__Page excerpt__
Jury decides city must pay Aquatic Center contractor
Carson City has been ordered by a jury to pay a contractor $335,000 for work completed at the city’s Aquatic Center four years ago.
American General, in turn, will refund the city $53,000 for construction deficits mostly related to the therapy pool, the jury decided before midnight Friday. The decision ended a three-week trial and settled the ongoing dispute for the longtime Carson City contractor.
“We feel vindicated by the jury’s decision,” attorney Michael Hoy said. “It was a long trial and difficult to prepare. But it was also a cloud hanging over AGD and (the owner’s) head for four years. It created a real hardship.”
The city’s deputy district attorney could not be reached for comment Monday.
The contractor will seek four years’ interest on the payment and legal fees. By state law, he city may be liable to pay for the contractor’s attorney’s fees because it rejected a lower pre-trial offer. American General’s offered to settle for $228,500 in October after an attempted court mediation.
The city hired American General in 1998 to build the $3.74 million aquatic center. The job was fraught with design delays, project changes and difficulties. The city terminated its contract in July 2000 and withheld $328,000 in payments.
American General sued the city for payment plus $7,500 in extra work, and the city counter-sued for $95,000 after hiring Metcalf Builders to make repairs. In all, the city paid Metcalf Builders $400,000 and several other expenses related to the project.
American General’s president and owner John Sieben said the company was hindered several times from doing the job. Project designs were not finished when the contract was signed, and the contractor was unnecessarily forced to negotiate design problems, he said.

(Source data)
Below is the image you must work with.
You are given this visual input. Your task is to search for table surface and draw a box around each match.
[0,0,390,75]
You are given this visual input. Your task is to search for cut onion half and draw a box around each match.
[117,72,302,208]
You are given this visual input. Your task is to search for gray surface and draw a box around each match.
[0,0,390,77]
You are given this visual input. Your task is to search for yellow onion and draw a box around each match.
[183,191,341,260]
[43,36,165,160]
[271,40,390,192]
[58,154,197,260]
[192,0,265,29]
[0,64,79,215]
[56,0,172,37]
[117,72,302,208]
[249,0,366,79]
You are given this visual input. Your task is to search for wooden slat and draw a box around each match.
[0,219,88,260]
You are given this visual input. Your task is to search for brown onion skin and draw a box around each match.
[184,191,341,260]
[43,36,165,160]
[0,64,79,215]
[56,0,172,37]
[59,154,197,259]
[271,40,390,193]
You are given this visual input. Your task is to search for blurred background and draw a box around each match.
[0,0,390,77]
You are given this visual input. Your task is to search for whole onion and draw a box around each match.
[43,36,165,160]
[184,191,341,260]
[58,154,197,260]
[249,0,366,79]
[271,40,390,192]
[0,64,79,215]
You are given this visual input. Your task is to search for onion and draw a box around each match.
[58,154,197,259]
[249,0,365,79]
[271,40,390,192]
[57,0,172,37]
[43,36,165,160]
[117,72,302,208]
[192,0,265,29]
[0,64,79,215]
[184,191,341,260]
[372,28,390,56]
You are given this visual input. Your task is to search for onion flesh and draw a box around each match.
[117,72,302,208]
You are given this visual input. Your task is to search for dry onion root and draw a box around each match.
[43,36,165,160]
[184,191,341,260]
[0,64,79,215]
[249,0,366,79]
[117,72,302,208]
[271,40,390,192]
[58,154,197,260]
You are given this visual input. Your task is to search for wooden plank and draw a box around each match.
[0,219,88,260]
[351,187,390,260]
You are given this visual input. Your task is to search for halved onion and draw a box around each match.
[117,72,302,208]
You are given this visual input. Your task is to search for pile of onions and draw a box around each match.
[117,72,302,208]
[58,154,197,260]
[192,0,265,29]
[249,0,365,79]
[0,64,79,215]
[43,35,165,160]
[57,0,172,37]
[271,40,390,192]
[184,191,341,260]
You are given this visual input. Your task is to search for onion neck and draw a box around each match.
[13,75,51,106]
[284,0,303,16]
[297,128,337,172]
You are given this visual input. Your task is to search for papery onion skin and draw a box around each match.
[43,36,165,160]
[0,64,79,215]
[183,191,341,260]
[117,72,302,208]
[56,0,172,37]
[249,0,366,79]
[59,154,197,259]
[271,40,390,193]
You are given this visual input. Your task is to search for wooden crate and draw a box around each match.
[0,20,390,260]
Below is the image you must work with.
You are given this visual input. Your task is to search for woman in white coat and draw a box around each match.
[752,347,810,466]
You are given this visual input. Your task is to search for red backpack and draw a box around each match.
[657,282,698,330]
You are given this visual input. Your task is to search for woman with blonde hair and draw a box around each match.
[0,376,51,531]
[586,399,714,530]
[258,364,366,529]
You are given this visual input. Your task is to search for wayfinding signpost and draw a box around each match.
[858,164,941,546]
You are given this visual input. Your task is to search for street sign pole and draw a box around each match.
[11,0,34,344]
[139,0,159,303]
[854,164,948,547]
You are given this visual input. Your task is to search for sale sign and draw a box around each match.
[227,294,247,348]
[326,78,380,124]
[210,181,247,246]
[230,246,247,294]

__Problems and tasks__
**1)** Reproduce the article on the Aquatic Center dispute word for word, from "The city’s deputy" up to and including "attempted court mediation.".
**2)** Decide whether each statement agrees with the article on the Aquatic Center dispute, answering yes or no and quoting the words that settle it: (a) The trial lasted three weeks. (b) The city hired American General in 2000. (c) The city paid Metcalf Builders $400,000 in all.
**3)** Resume the article on the Aquatic Center dispute after its final sentence.
The records are material of their own, apart from the article.

__Task-by-task answers__
**1)**
The city’s deputy district attorney could not be reached for comment Monday.
The contractor will seek four years’ interest on the payment and legal fees. By state law, he city may be liable to pay for the contractor’s attorney’s fees because it rejected a lower pre-trial offer. American General’s offered to settle for $228,500 in October after an attempted court mediation.

**2)**
(a) Yes: "The decision ended a three-week trial"
(b) No: "The city hired American General in 1998 to build the $3.74 million aquatic center."
(c) Yes: "In all, the city paid Metcalf Builders $400,000"

**3)**
Deputy District Attorney Mark Forsberg told the jury last week the case was about workmanship, not design. At contract termination, the city claimed several deficiencies, including that the therapy pool leaked water and was dug too shallowly, floor vents were unsafe, and the pool slide was constructed improperly.
The city asked the contractor to pay for extra time taken to complete the job. The project ran five months behind, but the city said it was only responsible for 147 days’ delay.
Sieben’s business suffered financial setbacks from the Aquatic Center dispute, Hoy said.
“It’s been extremely hard,” Sieben said. “There’s a perception out there that it was terminated because we failed to finish the contract. This proves we finished the job. It was complete.”
American General has completed more than $240 million in building throughout Nevada and Northern California since 1984, Sieben said. His three sons graduated from Carson High School, where he built two phases of the facility. One son is serving in the Army Corps of Engineers in Iraq.
The company has built several large-scale public buildings, including the Carson City and Reno Department of Motor Vehicles buildings, elementary schools in Douglas County and Battle Mountain, state detention centers and the Nevada Highway Patrol headquarters in Reno.